Set task
Print verbatim the part of the data that opens with its first line and closes with the line containing "[58,27,84,71]", both ends included. Leave the pictures out of your answer.

Dataset
┌────────
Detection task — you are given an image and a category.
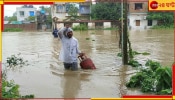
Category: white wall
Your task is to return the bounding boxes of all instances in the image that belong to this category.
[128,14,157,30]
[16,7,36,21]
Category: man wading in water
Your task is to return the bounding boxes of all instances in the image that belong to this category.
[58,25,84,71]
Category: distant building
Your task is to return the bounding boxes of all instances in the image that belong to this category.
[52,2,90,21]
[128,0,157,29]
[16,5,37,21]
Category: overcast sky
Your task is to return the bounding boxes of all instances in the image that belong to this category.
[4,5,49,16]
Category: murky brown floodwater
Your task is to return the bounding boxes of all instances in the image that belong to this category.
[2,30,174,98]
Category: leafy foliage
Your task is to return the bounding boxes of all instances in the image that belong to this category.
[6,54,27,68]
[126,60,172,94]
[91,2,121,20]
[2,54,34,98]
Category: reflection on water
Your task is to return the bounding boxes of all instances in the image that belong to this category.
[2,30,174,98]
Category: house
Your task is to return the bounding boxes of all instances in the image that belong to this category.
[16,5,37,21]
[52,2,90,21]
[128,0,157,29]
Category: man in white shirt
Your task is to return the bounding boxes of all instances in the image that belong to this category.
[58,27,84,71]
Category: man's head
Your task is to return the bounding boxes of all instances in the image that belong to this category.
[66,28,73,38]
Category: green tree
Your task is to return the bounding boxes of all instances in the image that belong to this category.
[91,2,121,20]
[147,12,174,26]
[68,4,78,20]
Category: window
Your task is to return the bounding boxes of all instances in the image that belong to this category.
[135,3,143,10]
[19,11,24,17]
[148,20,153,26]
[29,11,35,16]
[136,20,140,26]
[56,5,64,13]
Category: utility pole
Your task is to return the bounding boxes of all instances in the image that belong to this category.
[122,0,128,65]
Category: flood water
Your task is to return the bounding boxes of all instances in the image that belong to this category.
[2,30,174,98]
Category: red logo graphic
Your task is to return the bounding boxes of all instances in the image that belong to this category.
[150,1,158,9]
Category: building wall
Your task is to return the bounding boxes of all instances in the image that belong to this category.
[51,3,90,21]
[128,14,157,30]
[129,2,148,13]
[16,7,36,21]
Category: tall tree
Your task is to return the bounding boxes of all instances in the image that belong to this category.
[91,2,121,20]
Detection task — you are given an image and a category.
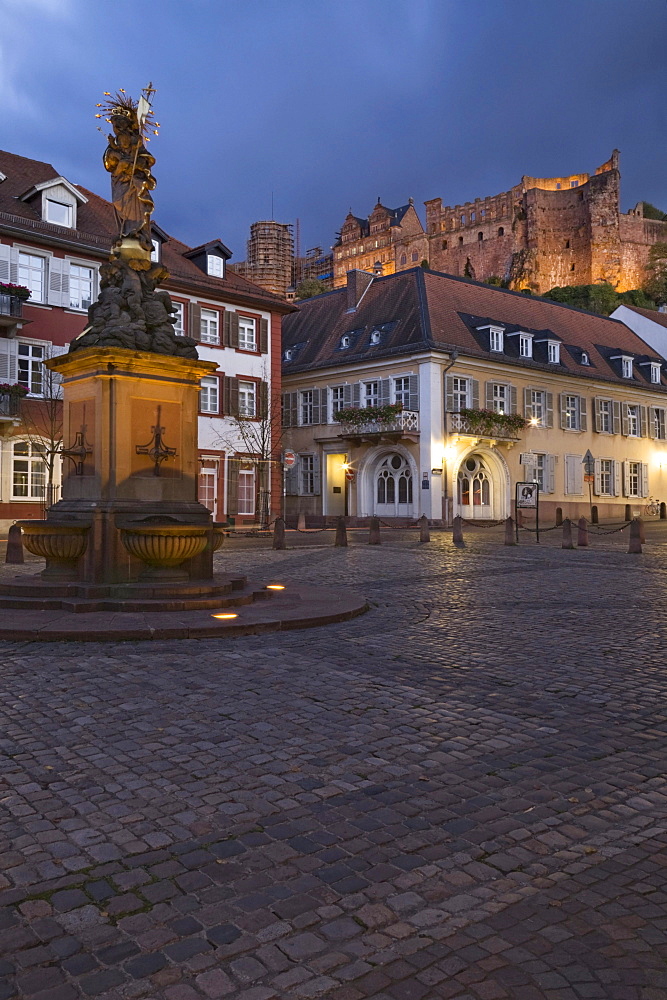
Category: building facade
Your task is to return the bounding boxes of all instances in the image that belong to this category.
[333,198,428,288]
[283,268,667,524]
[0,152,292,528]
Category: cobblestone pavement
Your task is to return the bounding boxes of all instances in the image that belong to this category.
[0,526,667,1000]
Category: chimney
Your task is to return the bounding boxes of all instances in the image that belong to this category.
└────────
Answer for this exercise
Detection task — you are given an image and a category.
Category: white wall
Your task is to return the bounding boxes of all instances in the image that belong to this category.
[128,14,157,30]
[16,7,36,21]
Category: man wading in water
Your task is to return the bounding boxes of all instances in the image that belong to this category.
[58,25,84,71]
Category: distant building
Your task is to return the bounding boxes of all instances in the image that belong to this category.
[52,2,90,21]
[128,0,157,29]
[16,5,37,21]
Category: overcast sky
Your task is to return the bounding boxes of all instances in the image that belong to this category.
[4,5,49,16]
Category: murky brown floodwater
Your task is to return the bounding boxes of all instances in the image that belong to this category.
[2,30,174,98]
Category: leafy foliage
Your task is to return the bounding boxes of all instances in the image that belong to this category.
[6,54,27,68]
[126,60,172,94]
[91,2,121,20]
[2,54,34,98]
Category: reflection on water
Your task is to return the bounding boxes of all instances in the image that belong to this category.
[2,30,174,98]
Category: house
Your task is to return the bounding boxes of all instances in the image that belong to this category.
[16,5,37,21]
[52,2,90,21]
[128,0,157,29]
Category: man in white shirt
Your task is to return the bounding boxes of all instances in the image that belong to this category.
[58,27,84,71]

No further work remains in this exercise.